* Selection

Brighouse & Rastrick - Floral Dance 1977
This all changed on the 12th November 1977 when The Brighouse
and Rastrick Band playing ‘The Floral Dance’ (BIG 548)
in an arrangement by Derek Broadbent and championed by DJ Terry
Wogan soared up the UK charts to Number 2 and brought the brass
band to an audience hitherto unknown.
This Transatlantic single with the B-side ‘Girl with the
Flaxen Hair’, which was taken from the album featuring their
‘Granada Band of the Year’ winning programme (XTRA 1160),
brought brass bands to the very forefront of popular music. Ironically
it was Paul McCartney, who had supported Black Dyke in the early
days of the Apple Corp., that kept them off the number one spot
with his Wings composition ‘Mull of Kintyre’.
An album entitled ‘The Floral Dance’ (Logo 1001) followed
on the heels of the single and also scored its success and made
No 10 in the album charts by January 1978. It featured ‘The
Lincolnshire Poacher’ the follow-up single to ‘The Floral
Dance’ but this didn’t quite make the same impression
on the single charts.
New arrangements from the pens of Derek Ashmore, Kevin Bolton,
Bob Hartley and others came on to the market and were proving that
brass bands could play popular music in the mainstream and records
featuring well-known pop songs followed in this two-year period.
Highly successful record producer Mickie Most, who became renowned
for his acerbic comments while serving on the panel of the television
talent show New Faces, released a single featuring Tredegar Band
playing ‘Send in the Clowns’ (B-side : Elite Squad)
to try an capitalise on the vogue for band sounds but this too failed
to gain any chart success.
The Logo label released the albums ‘Love You A Little Bit
More’ (Logo 1006) and ‘Music’( Mogo 4004) both
by The Brighouse and Rastrick Band whilst Chandos Records released
‘The John Foster & Sons Ltd. Black Dyke Mills Band plays
Wings’ (BBR 1001).

* Supplied information
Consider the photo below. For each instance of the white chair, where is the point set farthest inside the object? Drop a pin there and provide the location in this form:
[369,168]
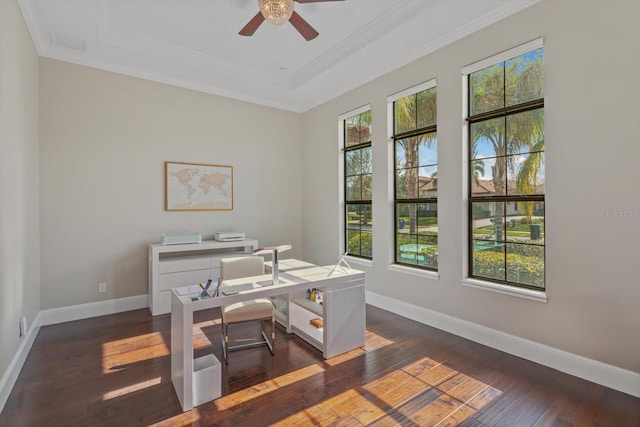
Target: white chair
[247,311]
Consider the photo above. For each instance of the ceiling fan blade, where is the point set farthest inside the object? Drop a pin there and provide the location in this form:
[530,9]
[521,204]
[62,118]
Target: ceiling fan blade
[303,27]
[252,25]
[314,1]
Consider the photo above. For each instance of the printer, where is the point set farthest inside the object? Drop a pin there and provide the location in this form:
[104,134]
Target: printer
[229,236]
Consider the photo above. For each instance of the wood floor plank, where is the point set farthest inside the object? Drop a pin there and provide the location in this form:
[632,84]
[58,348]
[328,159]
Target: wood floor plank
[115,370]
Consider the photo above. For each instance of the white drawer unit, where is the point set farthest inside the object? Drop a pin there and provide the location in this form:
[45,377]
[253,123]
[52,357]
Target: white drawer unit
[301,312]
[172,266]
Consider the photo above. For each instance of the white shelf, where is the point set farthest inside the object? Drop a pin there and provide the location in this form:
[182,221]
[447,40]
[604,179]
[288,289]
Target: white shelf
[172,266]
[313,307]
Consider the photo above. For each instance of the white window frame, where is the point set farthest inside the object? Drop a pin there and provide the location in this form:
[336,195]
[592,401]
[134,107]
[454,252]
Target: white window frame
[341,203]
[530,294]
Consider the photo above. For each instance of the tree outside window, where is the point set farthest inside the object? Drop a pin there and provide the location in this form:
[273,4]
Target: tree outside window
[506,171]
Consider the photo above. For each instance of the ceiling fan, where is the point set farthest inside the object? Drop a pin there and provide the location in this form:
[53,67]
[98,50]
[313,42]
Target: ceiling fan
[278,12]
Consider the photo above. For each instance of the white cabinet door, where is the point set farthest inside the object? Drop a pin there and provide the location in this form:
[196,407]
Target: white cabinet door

* Exercise aim
Repeat the passage about "The Floral Dance" word for word, from "This Transatlantic single" up to and including "the single charts.". The records come from a separate source.

* Solution to this task
This Transatlantic single with the B-side ‘Girl with the
Flaxen Hair’, which was taken from the album featuring their
‘Granada Band of the Year’ winning programme (XTRA 1160),
brought brass bands to the very forefront of popular music. Ironically
it was Paul McCartney, who had supported Black Dyke in the early
days of the Apple Corp., that kept them off the number one spot
with his Wings composition ‘Mull of Kintyre’.
An album entitled ‘The Floral Dance’ (Logo 1001) followed
on the heels of the single and also scored its success and made
No 10 in the album charts by January 1978. It featured ‘The
Lincolnshire Poacher’ the follow-up single to ‘The Floral
Dance’ but this didn’t quite make the same impression
on the single charts.